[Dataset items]

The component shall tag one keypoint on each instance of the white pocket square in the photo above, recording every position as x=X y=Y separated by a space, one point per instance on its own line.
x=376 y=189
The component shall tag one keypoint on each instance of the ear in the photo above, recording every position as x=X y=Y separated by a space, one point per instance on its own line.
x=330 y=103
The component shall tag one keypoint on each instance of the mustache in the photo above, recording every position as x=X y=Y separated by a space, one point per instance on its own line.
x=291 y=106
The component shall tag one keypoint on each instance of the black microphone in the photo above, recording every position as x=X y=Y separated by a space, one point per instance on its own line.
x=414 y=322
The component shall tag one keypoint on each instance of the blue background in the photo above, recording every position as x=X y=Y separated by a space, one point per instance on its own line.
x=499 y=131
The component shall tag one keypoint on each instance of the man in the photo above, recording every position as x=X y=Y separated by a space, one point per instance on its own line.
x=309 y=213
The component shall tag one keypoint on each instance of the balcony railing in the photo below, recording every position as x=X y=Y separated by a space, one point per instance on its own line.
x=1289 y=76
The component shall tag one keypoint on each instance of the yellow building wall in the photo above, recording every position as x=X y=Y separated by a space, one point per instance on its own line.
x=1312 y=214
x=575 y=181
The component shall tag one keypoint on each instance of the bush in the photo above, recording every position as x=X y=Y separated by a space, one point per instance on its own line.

--

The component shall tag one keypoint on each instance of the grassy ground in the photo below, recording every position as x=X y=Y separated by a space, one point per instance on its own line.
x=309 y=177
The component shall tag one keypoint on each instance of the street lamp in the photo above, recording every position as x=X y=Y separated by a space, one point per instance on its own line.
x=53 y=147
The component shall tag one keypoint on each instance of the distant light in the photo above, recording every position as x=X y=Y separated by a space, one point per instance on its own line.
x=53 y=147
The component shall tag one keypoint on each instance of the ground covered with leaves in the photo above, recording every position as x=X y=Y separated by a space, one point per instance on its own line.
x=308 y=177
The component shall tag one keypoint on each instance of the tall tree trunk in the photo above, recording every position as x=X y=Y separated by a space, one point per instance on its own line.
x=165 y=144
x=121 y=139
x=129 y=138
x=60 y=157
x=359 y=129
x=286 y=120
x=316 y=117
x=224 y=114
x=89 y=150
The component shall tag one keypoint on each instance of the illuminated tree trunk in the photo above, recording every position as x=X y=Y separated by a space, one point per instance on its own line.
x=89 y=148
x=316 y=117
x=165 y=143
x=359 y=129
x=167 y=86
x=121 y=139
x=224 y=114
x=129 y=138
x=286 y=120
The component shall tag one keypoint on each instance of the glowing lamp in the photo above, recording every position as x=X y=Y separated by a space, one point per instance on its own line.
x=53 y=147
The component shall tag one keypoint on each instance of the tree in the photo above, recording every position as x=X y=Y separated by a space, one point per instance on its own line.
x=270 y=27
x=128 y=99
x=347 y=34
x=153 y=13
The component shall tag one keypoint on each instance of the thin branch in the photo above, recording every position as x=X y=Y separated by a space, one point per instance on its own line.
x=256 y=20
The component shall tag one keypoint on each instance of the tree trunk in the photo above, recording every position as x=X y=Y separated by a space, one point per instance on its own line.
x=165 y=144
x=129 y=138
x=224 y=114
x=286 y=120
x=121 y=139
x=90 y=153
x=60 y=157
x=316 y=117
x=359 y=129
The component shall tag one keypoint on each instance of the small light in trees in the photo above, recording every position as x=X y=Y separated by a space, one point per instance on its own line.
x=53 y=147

• Task:
Your task for the entries above: copy exactly the span starting with the line with "of the balcony" and going on through the line with "of the bush", both lines included, and nothing else.

• Completed task:
The component shall tag one keypoint on each instance of the balcony railing in the photo below, recording every position as x=X y=Y separated by a space, one point per instance on its own line.
x=1289 y=76
The component shall tag one keypoint on each instance of the yellow building wall in the photo above, recording every position as x=X y=Y separated by a space, one point per instance on its own line.
x=1312 y=214
x=575 y=181
The component shall tag one keypoint on each instance of the bush in the photo above, recording every position as x=X y=Y separated by a space, one point per instance on its own line.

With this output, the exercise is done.